# Problem description
Reproduce verbatim the lines of the material below from the line containing "of the window" through the line containing "[(175, 332)]", both included.
— Start of Supplied information —
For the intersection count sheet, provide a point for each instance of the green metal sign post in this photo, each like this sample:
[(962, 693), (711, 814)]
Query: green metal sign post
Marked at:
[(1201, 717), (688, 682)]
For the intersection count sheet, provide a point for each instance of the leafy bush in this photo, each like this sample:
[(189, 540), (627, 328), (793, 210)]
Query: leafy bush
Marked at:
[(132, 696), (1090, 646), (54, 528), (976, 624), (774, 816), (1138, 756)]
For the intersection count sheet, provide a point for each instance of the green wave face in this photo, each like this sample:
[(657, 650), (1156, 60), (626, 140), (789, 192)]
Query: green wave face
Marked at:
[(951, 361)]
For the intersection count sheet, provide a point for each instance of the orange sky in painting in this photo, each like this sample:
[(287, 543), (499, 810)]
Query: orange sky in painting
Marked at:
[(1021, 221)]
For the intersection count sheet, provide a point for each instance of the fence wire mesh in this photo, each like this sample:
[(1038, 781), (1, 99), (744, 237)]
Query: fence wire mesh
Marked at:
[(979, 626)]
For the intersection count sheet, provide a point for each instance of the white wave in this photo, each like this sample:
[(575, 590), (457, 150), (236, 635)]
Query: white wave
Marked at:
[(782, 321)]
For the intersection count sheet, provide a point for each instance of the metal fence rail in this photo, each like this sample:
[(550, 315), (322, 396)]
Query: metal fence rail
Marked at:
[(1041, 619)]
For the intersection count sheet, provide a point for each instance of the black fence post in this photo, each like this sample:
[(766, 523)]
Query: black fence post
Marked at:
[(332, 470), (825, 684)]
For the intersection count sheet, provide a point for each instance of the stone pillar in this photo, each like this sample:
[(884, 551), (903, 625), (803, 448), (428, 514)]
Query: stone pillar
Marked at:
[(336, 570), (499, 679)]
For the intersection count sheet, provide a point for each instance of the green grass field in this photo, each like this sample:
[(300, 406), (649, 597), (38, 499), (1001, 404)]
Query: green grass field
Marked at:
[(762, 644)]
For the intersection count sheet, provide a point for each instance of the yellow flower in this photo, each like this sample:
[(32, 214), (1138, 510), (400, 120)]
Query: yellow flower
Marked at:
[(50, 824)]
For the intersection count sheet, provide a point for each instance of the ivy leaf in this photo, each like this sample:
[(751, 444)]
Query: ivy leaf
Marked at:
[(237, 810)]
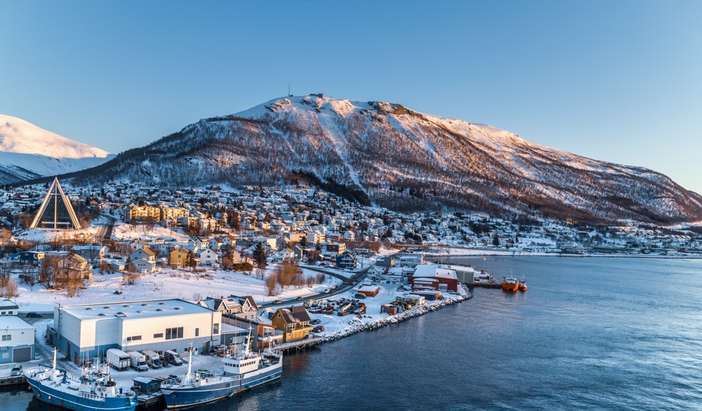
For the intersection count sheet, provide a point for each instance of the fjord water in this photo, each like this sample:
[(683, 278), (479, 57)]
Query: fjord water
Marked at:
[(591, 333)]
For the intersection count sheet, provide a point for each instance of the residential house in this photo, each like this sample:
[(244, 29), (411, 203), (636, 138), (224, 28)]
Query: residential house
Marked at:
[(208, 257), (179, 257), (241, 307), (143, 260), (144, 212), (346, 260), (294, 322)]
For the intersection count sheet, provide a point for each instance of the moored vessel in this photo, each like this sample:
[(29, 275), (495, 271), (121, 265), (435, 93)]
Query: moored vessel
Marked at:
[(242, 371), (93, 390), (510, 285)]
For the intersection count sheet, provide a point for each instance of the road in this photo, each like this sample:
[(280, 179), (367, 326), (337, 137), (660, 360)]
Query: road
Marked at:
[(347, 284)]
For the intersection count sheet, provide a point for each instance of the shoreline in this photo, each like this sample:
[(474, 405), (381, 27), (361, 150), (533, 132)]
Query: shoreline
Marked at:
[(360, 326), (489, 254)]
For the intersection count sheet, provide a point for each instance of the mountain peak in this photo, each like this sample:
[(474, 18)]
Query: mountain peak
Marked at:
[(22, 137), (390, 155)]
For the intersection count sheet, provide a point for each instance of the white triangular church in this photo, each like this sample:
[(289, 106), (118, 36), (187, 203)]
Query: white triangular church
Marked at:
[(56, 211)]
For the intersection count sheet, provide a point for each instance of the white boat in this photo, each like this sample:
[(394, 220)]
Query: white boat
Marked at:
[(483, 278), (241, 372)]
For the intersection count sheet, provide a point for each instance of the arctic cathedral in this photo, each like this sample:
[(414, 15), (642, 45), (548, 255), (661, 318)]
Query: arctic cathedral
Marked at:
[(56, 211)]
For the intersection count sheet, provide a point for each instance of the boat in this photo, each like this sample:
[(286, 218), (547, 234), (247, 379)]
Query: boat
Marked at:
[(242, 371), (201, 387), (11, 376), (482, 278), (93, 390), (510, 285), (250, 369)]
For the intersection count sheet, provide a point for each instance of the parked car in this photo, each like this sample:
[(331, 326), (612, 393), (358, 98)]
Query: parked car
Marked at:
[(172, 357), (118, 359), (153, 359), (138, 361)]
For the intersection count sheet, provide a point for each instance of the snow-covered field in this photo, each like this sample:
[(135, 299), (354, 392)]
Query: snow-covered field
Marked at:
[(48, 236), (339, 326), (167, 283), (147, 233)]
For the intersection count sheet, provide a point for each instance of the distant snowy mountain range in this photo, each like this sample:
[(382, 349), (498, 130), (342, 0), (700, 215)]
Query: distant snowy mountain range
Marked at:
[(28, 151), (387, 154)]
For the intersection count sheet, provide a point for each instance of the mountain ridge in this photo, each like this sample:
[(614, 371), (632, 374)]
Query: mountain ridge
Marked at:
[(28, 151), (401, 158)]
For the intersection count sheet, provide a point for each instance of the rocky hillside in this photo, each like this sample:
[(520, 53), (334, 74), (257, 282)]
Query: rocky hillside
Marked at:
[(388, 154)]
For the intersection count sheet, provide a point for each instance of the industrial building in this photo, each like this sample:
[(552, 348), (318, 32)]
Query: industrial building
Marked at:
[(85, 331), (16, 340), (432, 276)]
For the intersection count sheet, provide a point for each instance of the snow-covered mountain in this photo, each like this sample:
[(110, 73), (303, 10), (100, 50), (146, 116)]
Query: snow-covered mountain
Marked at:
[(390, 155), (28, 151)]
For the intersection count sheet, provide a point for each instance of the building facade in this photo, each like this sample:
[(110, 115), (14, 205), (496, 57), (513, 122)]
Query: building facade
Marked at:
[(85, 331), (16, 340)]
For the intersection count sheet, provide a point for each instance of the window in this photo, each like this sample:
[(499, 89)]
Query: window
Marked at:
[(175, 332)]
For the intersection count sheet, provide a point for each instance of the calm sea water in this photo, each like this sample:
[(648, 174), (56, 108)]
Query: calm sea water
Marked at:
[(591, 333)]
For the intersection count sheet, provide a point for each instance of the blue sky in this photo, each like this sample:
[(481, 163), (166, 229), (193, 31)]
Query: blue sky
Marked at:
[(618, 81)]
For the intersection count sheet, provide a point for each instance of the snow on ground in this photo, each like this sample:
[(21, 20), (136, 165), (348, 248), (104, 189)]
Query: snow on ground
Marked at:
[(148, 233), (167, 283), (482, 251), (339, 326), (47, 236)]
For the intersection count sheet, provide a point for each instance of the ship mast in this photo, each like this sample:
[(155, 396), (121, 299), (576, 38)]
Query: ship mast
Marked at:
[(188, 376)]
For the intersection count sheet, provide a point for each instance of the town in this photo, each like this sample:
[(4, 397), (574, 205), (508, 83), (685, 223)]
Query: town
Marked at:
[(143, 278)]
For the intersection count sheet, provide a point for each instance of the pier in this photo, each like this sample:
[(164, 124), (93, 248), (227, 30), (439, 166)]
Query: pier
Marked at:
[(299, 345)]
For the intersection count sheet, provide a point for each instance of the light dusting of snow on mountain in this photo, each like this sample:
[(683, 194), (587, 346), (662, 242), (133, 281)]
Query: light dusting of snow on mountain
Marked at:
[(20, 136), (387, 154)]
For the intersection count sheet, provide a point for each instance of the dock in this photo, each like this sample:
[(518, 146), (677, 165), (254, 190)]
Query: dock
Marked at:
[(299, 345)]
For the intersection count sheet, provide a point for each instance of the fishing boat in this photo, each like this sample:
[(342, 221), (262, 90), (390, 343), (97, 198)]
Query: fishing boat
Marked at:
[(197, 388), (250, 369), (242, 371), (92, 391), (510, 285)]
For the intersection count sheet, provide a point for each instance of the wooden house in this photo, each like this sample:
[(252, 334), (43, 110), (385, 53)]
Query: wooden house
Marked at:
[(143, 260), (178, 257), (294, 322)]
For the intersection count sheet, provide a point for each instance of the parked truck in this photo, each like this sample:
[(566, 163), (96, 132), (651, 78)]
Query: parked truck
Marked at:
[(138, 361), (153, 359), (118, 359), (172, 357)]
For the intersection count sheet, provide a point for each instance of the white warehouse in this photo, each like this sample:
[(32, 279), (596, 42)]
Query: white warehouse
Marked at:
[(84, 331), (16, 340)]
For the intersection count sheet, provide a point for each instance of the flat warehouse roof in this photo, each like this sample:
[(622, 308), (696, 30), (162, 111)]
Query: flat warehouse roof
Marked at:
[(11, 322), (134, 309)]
— End of Supplied information —
— Start of Supplied information —
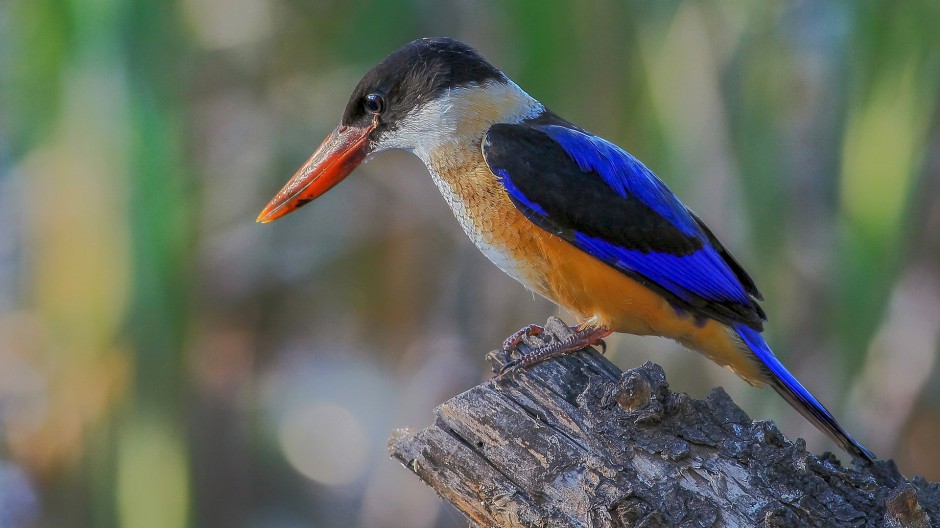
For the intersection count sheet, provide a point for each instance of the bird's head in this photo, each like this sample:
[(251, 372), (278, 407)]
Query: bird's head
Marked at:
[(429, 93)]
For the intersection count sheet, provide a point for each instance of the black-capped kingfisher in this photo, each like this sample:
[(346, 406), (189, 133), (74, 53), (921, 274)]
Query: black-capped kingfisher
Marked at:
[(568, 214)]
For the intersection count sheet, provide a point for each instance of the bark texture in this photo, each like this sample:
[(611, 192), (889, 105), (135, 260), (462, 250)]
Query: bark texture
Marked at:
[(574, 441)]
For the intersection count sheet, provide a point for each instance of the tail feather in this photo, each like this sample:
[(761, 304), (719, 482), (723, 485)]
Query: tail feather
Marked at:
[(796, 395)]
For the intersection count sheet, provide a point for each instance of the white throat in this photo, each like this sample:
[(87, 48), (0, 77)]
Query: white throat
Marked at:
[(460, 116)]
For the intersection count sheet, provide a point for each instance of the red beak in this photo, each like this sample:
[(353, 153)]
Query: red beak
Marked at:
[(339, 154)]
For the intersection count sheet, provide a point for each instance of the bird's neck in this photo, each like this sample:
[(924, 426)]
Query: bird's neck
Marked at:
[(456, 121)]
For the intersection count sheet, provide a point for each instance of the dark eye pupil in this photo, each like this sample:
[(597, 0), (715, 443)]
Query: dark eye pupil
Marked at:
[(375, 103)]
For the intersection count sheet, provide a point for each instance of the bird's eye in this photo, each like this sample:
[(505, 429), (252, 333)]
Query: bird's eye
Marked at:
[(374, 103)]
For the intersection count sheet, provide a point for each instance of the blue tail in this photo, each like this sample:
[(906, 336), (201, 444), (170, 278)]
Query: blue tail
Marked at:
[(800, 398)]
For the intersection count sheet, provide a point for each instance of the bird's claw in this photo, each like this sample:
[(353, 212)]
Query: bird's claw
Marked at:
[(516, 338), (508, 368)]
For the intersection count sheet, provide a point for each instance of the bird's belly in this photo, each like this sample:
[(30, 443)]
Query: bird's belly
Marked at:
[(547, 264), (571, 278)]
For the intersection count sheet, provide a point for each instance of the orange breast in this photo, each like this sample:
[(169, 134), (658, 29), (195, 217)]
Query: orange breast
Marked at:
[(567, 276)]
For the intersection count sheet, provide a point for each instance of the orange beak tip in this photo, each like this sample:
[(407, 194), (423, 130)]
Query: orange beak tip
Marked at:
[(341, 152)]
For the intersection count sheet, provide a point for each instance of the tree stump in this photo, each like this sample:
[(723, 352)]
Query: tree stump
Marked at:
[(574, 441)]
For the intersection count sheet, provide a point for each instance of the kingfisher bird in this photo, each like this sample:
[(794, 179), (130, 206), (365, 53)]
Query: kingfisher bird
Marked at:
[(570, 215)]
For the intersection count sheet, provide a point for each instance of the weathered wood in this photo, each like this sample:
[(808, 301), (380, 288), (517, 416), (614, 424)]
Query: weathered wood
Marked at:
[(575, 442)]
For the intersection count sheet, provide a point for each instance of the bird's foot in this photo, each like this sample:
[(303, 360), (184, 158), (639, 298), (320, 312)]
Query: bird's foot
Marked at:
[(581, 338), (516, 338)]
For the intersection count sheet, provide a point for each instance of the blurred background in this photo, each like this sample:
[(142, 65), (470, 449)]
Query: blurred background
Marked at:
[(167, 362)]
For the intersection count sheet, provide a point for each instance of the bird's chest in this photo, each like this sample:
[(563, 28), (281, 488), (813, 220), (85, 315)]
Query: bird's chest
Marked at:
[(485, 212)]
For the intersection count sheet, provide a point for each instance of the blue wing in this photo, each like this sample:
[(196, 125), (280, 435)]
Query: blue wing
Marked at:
— End of Supplied information —
# Solution for this exercise
For the intersection count sheet, provide a point for each instance of the window in this photo, each like this sample:
[(499, 89)]
Query: window
Marked at:
[(175, 332)]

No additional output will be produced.